━━━ Exercise materials

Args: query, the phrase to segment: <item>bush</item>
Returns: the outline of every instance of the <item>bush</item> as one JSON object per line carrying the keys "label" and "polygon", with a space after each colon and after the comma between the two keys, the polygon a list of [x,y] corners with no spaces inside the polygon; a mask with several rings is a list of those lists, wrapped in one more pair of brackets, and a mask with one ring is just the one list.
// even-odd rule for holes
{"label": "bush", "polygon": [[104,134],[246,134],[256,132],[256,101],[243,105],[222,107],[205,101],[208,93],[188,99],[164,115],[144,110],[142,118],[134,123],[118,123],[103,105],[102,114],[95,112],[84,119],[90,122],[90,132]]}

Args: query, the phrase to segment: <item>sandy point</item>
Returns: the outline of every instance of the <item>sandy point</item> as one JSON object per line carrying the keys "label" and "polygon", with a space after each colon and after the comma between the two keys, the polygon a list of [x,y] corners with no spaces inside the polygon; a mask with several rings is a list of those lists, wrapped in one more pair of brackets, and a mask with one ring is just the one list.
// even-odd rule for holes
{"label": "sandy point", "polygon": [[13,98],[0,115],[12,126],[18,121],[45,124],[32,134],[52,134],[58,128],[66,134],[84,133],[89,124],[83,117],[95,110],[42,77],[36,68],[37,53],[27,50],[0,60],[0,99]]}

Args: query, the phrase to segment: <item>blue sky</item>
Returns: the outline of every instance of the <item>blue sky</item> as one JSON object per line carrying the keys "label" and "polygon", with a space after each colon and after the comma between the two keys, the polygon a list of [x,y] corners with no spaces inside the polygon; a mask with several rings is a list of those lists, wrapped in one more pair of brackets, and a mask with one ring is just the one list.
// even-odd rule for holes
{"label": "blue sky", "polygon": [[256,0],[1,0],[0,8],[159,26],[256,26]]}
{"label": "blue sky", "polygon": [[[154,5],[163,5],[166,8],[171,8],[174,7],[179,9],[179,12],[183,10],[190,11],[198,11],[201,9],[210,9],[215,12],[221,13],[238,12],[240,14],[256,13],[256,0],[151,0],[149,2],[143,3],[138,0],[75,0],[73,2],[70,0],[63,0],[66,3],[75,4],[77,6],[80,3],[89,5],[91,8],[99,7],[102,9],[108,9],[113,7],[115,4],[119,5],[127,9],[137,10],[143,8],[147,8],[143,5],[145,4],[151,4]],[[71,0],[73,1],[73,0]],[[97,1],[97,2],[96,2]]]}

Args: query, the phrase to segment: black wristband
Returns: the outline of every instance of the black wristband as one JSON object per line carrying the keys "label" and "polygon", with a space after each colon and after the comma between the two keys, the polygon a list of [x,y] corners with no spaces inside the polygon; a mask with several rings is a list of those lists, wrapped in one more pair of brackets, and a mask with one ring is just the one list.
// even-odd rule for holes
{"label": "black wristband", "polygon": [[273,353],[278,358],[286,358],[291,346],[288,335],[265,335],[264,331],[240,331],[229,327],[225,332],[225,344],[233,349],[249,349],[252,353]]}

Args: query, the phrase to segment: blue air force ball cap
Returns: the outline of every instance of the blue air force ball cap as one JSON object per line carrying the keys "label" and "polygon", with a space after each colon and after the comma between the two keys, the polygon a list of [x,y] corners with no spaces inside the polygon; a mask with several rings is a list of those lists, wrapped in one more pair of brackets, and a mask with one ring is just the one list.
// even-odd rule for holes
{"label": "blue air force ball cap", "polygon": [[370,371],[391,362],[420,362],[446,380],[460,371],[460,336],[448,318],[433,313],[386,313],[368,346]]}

━━━━━━

-- Directive --
Copy out, word for word, the lines that begin at the line containing "Args: query, the phrase to segment: blue" and run through the end of the records, including both ends.

-- Answer to this exercise --
Args: query, the phrase to segment: blue air force ball cap
Returns: the outline of every instance of the blue air force ball cap as one JSON object per line carrying the keys "label" and "polygon", with a space after each colon and after the comma between the two keys, the polygon a list of [x,y] corners with no spaces inside the polygon; a mask with several rings is a list of those lists, wrapped in one more pair of brackets, and a mask with one ring is just the one list.
// even-odd rule for holes
{"label": "blue air force ball cap", "polygon": [[370,371],[391,362],[420,362],[446,380],[460,371],[460,336],[448,318],[433,313],[386,313],[368,346]]}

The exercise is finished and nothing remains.